(PROBLEM TO SOLVE):
Pull out every line below that contains the word "dense".

(ENTRIES SHOWN):
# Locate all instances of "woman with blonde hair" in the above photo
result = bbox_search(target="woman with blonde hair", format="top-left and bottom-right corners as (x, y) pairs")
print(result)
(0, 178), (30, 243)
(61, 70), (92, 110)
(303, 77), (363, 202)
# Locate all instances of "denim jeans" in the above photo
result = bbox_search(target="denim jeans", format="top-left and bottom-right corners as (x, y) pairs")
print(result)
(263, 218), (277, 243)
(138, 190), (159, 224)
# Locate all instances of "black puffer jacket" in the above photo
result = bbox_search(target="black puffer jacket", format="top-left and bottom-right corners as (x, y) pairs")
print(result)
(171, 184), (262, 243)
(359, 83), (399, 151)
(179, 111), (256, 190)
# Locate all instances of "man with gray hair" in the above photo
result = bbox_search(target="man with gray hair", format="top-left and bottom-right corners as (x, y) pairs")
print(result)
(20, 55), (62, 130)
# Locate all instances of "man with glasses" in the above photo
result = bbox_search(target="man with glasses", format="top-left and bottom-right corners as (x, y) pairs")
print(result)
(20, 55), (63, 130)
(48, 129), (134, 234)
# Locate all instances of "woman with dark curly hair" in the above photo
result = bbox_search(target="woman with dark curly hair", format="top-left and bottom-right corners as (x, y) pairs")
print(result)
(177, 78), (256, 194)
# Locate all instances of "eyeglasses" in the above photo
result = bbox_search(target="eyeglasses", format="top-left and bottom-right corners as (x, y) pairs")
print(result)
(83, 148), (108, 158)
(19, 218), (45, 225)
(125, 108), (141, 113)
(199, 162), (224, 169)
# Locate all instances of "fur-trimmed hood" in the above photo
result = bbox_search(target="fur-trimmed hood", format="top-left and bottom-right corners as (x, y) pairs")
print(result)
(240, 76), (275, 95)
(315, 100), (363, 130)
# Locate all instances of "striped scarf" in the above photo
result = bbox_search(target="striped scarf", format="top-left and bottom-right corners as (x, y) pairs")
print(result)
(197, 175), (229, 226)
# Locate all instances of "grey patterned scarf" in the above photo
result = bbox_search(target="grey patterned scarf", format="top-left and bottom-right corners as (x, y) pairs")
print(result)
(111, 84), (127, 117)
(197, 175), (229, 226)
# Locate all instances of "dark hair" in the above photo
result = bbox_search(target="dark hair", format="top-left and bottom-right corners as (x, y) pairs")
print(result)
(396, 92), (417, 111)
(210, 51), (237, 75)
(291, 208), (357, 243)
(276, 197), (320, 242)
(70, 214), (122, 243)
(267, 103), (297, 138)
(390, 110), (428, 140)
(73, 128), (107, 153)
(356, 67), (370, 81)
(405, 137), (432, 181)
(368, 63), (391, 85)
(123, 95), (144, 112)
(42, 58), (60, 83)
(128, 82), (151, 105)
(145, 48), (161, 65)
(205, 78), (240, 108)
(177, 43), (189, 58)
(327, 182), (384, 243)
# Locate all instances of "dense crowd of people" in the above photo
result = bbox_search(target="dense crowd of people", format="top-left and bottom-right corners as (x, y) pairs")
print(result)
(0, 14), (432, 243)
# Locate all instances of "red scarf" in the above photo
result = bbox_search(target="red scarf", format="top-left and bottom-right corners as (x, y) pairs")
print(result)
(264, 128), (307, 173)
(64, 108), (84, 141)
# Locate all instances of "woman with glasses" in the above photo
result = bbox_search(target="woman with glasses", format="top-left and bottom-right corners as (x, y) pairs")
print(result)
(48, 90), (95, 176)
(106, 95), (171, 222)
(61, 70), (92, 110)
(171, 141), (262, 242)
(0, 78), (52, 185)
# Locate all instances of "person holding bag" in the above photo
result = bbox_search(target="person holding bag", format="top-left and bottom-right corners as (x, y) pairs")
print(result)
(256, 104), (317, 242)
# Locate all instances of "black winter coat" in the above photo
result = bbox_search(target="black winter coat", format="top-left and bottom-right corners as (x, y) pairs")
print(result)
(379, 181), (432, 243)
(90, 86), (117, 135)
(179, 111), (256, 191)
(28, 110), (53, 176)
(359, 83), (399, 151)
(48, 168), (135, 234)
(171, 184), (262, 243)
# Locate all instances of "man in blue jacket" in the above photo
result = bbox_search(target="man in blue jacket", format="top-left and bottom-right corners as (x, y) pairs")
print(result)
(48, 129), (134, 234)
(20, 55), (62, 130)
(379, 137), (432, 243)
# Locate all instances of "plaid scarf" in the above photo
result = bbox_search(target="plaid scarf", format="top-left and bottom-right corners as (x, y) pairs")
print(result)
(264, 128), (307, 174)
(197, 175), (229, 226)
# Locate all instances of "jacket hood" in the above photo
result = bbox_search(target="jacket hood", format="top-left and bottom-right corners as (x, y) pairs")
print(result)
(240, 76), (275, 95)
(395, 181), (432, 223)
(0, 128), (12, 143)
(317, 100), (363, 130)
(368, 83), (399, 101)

(CORRECT RESULT):
# Locate all instances of "dense crowd of people" in the above photo
result = bbox_search(target="dense crowd of people", format="top-left and bottom-right corners as (x, y) pairs")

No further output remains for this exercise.